● **WORK TO BE COMPLETED**: Return all of the records below line for line without changes, leaving out the pictures.

Location labeling records
***

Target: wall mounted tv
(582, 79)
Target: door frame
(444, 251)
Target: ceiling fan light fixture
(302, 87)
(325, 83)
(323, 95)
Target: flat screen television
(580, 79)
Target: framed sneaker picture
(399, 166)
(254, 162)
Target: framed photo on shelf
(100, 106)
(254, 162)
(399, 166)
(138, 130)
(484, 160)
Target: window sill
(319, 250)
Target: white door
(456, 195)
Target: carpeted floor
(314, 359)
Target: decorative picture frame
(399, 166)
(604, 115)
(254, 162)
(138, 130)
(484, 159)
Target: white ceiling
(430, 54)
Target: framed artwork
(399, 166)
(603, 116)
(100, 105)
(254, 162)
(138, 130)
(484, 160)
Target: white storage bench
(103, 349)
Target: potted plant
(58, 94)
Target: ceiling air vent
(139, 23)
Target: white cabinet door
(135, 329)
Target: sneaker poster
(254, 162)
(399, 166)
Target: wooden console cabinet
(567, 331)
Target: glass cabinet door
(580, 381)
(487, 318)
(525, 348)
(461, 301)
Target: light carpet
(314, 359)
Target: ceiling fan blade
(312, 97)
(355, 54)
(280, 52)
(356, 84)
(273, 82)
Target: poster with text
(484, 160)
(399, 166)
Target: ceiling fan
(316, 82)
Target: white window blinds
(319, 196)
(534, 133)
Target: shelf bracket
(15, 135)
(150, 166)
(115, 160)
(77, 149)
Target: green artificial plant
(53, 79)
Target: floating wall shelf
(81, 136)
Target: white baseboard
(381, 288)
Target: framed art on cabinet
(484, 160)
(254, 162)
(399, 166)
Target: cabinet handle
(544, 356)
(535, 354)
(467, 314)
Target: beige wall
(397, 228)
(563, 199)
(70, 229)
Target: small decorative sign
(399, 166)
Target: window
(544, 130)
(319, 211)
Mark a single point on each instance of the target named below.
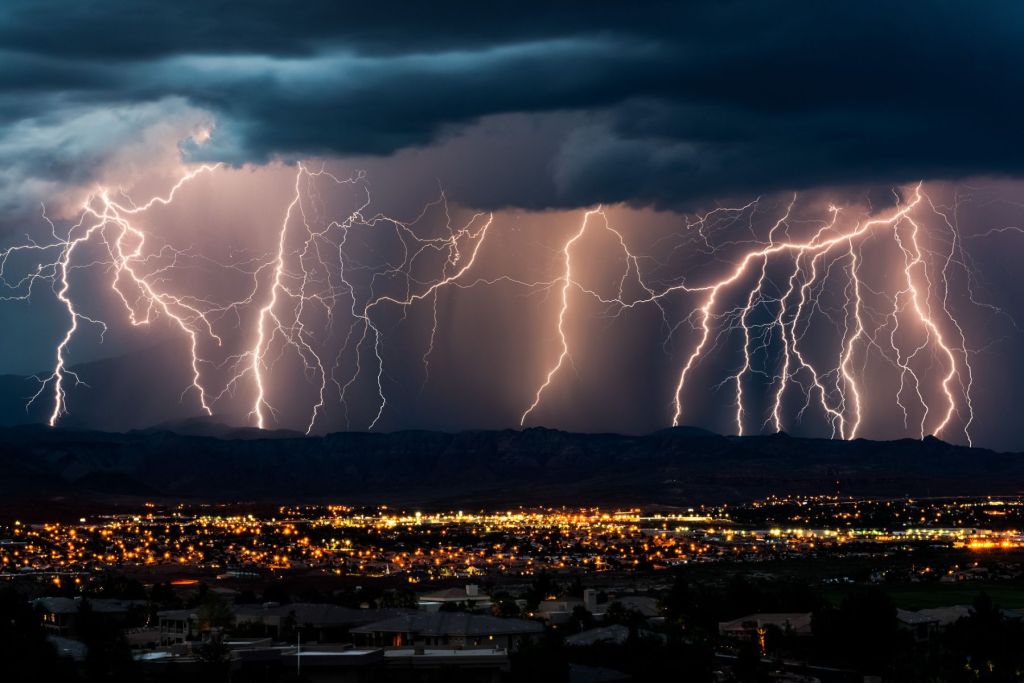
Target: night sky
(442, 215)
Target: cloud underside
(667, 107)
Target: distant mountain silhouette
(679, 466)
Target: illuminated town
(429, 546)
(497, 595)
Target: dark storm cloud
(676, 102)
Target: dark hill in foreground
(671, 467)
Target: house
(754, 625)
(920, 626)
(60, 614)
(324, 623)
(177, 626)
(943, 616)
(458, 630)
(469, 596)
(616, 634)
(558, 610)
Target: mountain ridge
(679, 466)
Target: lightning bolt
(809, 265)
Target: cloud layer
(666, 104)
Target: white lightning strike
(311, 279)
(809, 266)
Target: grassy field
(923, 596)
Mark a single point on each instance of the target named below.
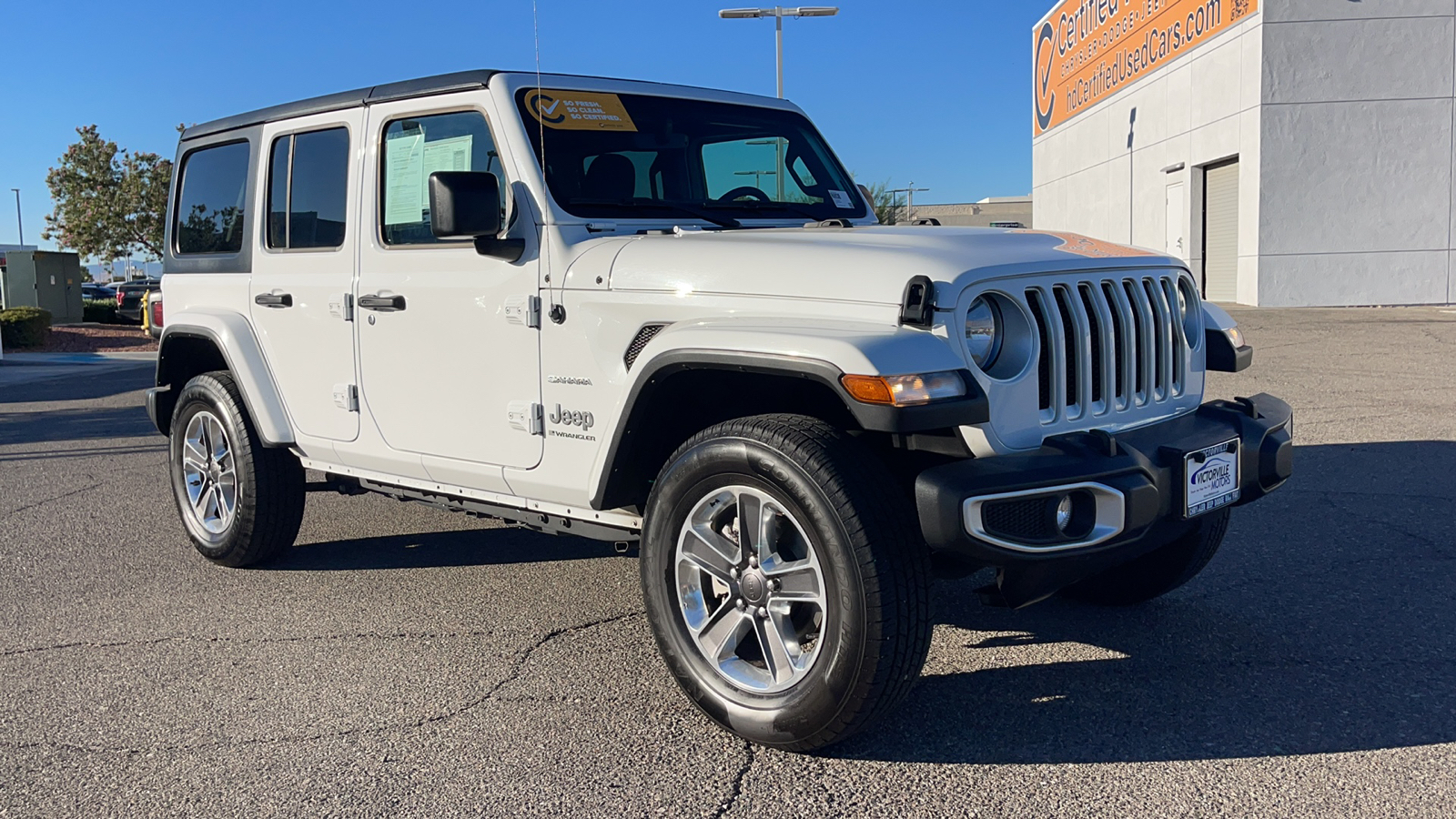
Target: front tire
(786, 581)
(1158, 571)
(240, 501)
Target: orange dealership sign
(1088, 50)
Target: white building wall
(1358, 179)
(1343, 116)
(1198, 109)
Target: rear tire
(834, 574)
(240, 501)
(1158, 571)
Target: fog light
(1063, 513)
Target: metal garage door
(1220, 230)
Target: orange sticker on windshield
(1087, 247)
(579, 111)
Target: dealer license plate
(1212, 479)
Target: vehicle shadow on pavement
(82, 383)
(470, 547)
(89, 423)
(1325, 624)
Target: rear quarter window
(210, 200)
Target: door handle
(382, 303)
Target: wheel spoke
(710, 551)
(226, 496)
(194, 491)
(217, 442)
(775, 652)
(750, 522)
(798, 581)
(194, 453)
(723, 632)
(766, 535)
(204, 503)
(734, 540)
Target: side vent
(648, 332)
(917, 305)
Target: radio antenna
(558, 310)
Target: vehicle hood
(856, 264)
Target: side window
(210, 200)
(308, 189)
(417, 147)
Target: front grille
(1108, 346)
(1021, 519)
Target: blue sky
(928, 91)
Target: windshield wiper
(637, 201)
(753, 205)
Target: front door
(305, 270)
(441, 360)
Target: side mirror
(465, 205)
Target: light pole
(778, 14)
(18, 223)
(756, 175)
(909, 194)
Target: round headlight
(983, 331)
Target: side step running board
(526, 518)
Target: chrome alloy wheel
(210, 474)
(750, 589)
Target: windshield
(633, 157)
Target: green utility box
(44, 278)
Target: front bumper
(1139, 470)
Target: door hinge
(347, 397)
(342, 308)
(526, 416)
(523, 309)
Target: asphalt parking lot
(410, 662)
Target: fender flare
(822, 354)
(235, 339)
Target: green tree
(109, 203)
(885, 206)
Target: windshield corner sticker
(579, 111)
(1087, 247)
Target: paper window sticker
(404, 178)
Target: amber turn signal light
(905, 390)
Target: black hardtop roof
(405, 89)
(424, 86)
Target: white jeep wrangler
(666, 315)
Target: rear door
(303, 274)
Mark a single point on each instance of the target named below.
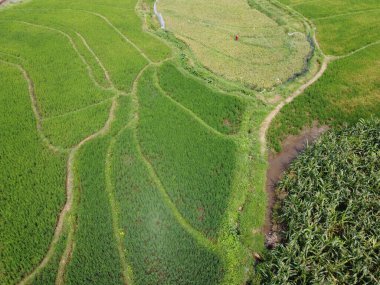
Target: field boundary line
(70, 186)
(169, 203)
(106, 72)
(126, 270)
(120, 33)
(36, 110)
(152, 173)
(269, 118)
(345, 14)
(337, 57)
(46, 119)
(72, 43)
(188, 111)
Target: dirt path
(35, 108)
(268, 120)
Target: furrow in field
(268, 120)
(77, 110)
(88, 67)
(70, 188)
(333, 58)
(35, 108)
(346, 14)
(188, 111)
(121, 34)
(127, 271)
(106, 73)
(181, 220)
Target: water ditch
(158, 15)
(278, 164)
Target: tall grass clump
(330, 213)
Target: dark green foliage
(331, 212)
(158, 249)
(48, 275)
(95, 258)
(195, 165)
(348, 91)
(220, 111)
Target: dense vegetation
(330, 210)
(265, 55)
(164, 167)
(31, 181)
(158, 248)
(95, 103)
(349, 89)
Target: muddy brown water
(279, 162)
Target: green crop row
(330, 212)
(32, 181)
(157, 247)
(194, 164)
(95, 258)
(348, 90)
(220, 111)
(61, 83)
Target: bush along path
(329, 207)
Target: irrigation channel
(158, 15)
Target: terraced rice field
(348, 34)
(118, 165)
(266, 53)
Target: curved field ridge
(264, 55)
(330, 209)
(348, 90)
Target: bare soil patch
(278, 163)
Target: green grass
(54, 77)
(349, 90)
(172, 192)
(32, 181)
(329, 211)
(95, 259)
(69, 129)
(264, 56)
(158, 248)
(195, 165)
(220, 111)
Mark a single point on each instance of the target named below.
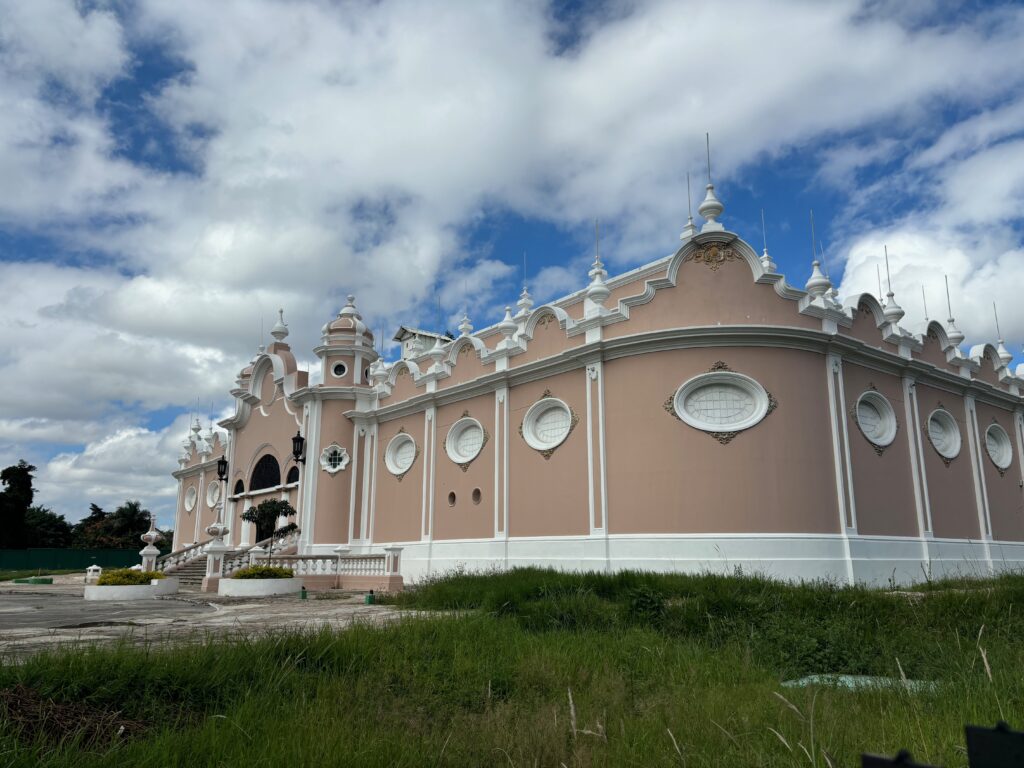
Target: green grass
(662, 670)
(6, 576)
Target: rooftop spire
(893, 311)
(766, 262)
(280, 330)
(712, 207)
(817, 285)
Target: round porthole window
(334, 459)
(212, 494)
(944, 433)
(721, 401)
(465, 440)
(400, 454)
(999, 449)
(876, 419)
(547, 424)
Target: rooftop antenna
(952, 333)
(708, 142)
(690, 229)
(893, 311)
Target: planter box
(165, 586)
(259, 587)
(132, 592)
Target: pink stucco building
(696, 413)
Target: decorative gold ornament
(714, 255)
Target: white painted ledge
(258, 587)
(131, 592)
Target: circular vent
(400, 454)
(944, 433)
(465, 440)
(721, 401)
(547, 424)
(999, 449)
(876, 419)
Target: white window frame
(326, 459)
(534, 414)
(886, 414)
(762, 402)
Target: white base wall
(872, 560)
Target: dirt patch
(34, 717)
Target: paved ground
(37, 616)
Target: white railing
(175, 560)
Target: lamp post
(218, 529)
(298, 455)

***

● **WRITTEN ANSWER**:
Target: wall mounted tv
(582, 79)
Target: door frame
(444, 251)
Target: ceiling fan light fixture
(302, 87)
(325, 83)
(323, 95)
Target: flat screen television
(580, 79)
Target: framed sneaker picture
(399, 166)
(254, 162)
Target: framed photo on shelf
(100, 106)
(254, 162)
(399, 166)
(138, 130)
(484, 160)
Target: window sill
(319, 250)
Target: white door
(456, 195)
Target: carpeted floor
(314, 359)
Target: decorative picture frame
(399, 166)
(604, 115)
(254, 162)
(138, 130)
(484, 159)
Target: white ceiling
(430, 54)
Target: framed artwork
(399, 166)
(603, 116)
(100, 105)
(254, 162)
(138, 130)
(484, 160)
Target: white storage bench
(103, 349)
Target: potted plant
(58, 94)
Target: ceiling air vent
(139, 23)
Target: white cabinet door
(135, 329)
Target: sneaker poster
(254, 162)
(399, 166)
Target: wooden console cabinet
(567, 331)
Target: glass cabinet door
(580, 381)
(487, 318)
(525, 348)
(461, 301)
Target: light carpet
(314, 359)
Target: ceiling fan blade
(312, 97)
(355, 54)
(280, 52)
(356, 84)
(273, 82)
Target: poster with text
(484, 160)
(399, 166)
Target: ceiling fan
(316, 82)
Target: white window blinds
(319, 196)
(534, 133)
Target: shelf bracket
(15, 135)
(150, 166)
(115, 160)
(77, 149)
Target: green artificial plant
(53, 79)
Target: floating wall shelf
(81, 136)
Target: white baseboard
(381, 288)
Target: framed art on cabinet
(484, 160)
(254, 162)
(399, 166)
Target: cabinet handle
(544, 356)
(535, 354)
(467, 314)
Target: beige wall
(397, 228)
(563, 199)
(70, 229)
Target: small decorative sign
(399, 166)
Target: window
(544, 130)
(319, 211)
Mark a single point on each instance of the target named below.
Target: night sky
(442, 215)
Target: cloud underside
(667, 107)
Target: distant mountain silhouette
(679, 466)
Target: illuminated town
(429, 546)
(497, 595)
Target: dark storm cloud
(676, 102)
Target: dark hill in foreground
(671, 467)
Target: house
(754, 625)
(920, 626)
(60, 614)
(324, 623)
(177, 626)
(943, 616)
(458, 630)
(469, 596)
(616, 634)
(558, 610)
Target: mountain ridge
(679, 466)
Target: lightning bolt
(809, 265)
Target: cloud layer
(666, 104)
Target: white lightning strike
(311, 279)
(809, 266)
Target: grassy field
(923, 596)
Mark a single point on each instance of the target named below.
Target: front tire
(786, 581)
(1158, 571)
(240, 501)
Target: orange dealership sign
(1088, 50)
Target: white building wall
(1358, 179)
(1343, 116)
(1198, 109)
Target: rear tire
(834, 574)
(240, 501)
(1158, 571)
Target: fog light
(1063, 513)
Target: metal garage door
(1220, 230)
Target: orange sticker on windshield
(1087, 247)
(579, 111)
Target: dealer license plate
(1212, 479)
Target: vehicle shadow on pavement
(82, 383)
(470, 547)
(89, 423)
(1325, 624)
Target: rear quarter window
(210, 200)
Target: door handle
(382, 303)
Target: wheel spoke
(710, 551)
(226, 496)
(194, 491)
(217, 442)
(775, 652)
(750, 522)
(798, 581)
(194, 453)
(723, 632)
(766, 535)
(204, 503)
(734, 540)
Target: side vent
(648, 332)
(917, 305)
Target: radio antenna
(558, 310)
Target: vehicle hood
(856, 264)
Target: side window
(210, 200)
(308, 189)
(417, 147)
Target: front grille
(1108, 346)
(1021, 519)
Target: blue sky
(928, 91)
Target: windshield wiper
(637, 201)
(753, 205)
Target: front door
(305, 270)
(441, 360)
Target: side mirror
(465, 205)
Target: light pole
(778, 14)
(18, 223)
(756, 175)
(909, 194)
Target: round headlight
(983, 331)
Target: side step running board
(526, 518)
Target: chrome alloy wheel
(210, 474)
(750, 589)
Target: windshield
(633, 157)
Target: green utility box
(44, 278)
Target: front bumper
(1139, 470)
Target: door hinge
(347, 397)
(342, 308)
(526, 416)
(523, 309)
Target: asphalt parking lot
(410, 662)
Target: fender flare
(822, 354)
(235, 339)
Target: green tree
(109, 203)
(885, 206)
Target: windshield corner sticker
(579, 111)
(1087, 247)
Target: paper window sticker
(404, 178)
Target: amber turn signal light
(905, 390)
Target: black hardtop roof
(405, 89)
(424, 86)
Target: white jeep wrangler
(666, 315)
Target: rear door
(303, 274)
Mark a single point on each instance of the target named below.
Target: field boundary line
(70, 186)
(169, 203)
(106, 72)
(126, 270)
(120, 33)
(36, 110)
(152, 173)
(269, 118)
(345, 14)
(337, 57)
(46, 119)
(72, 43)
(188, 111)
Target: dirt path
(35, 108)
(268, 120)
Target: furrow in field
(268, 120)
(77, 110)
(88, 67)
(70, 188)
(333, 58)
(35, 108)
(346, 14)
(188, 111)
(121, 34)
(127, 271)
(106, 73)
(181, 220)
Target: water ditch
(158, 15)
(278, 164)
Target: tall grass clump
(330, 213)
Target: dark green foliage
(331, 212)
(158, 249)
(48, 275)
(95, 258)
(195, 165)
(348, 91)
(220, 111)
Target: dense vegetation
(330, 210)
(265, 55)
(164, 167)
(31, 181)
(158, 248)
(95, 103)
(349, 89)
Target: muddy brown water
(279, 162)
Target: green crop row
(330, 212)
(32, 181)
(157, 247)
(194, 164)
(95, 258)
(348, 90)
(220, 111)
(61, 83)
Target: bush along path
(329, 207)
Target: irrigation channel
(158, 15)
Target: terraced rice field
(348, 34)
(118, 165)
(266, 53)
Target: curved field ridge
(264, 55)
(330, 209)
(348, 90)
Target: bare soil patch
(278, 163)
Target: green grass
(54, 77)
(349, 90)
(172, 192)
(32, 181)
(329, 211)
(95, 259)
(69, 129)
(264, 56)
(158, 248)
(195, 165)
(220, 111)
Mark a single point on each instance of the target named below.
Target: green grass
(662, 670)
(6, 576)
Target: rooftop spire
(893, 311)
(766, 262)
(280, 330)
(712, 207)
(817, 285)
Target: round porthole window
(334, 459)
(212, 494)
(944, 433)
(721, 401)
(465, 440)
(400, 454)
(999, 449)
(876, 419)
(547, 424)
Target: rooftop antenna
(952, 333)
(708, 142)
(690, 229)
(893, 311)
Target: planter box
(165, 586)
(259, 587)
(132, 592)
Target: pink stucco building
(696, 413)
Target: decorative gold ornament
(714, 255)
Target: white painted ledge
(258, 587)
(131, 592)
Target: circular vent
(400, 454)
(944, 433)
(465, 440)
(721, 401)
(547, 424)
(999, 449)
(876, 419)
Target: white window frame
(326, 459)
(534, 414)
(886, 414)
(762, 402)
Target: white base wall
(872, 560)
Target: dirt patch
(34, 717)
Target: paved ground
(37, 616)
Target: white railing
(175, 560)
Target: lamp post
(218, 529)
(298, 455)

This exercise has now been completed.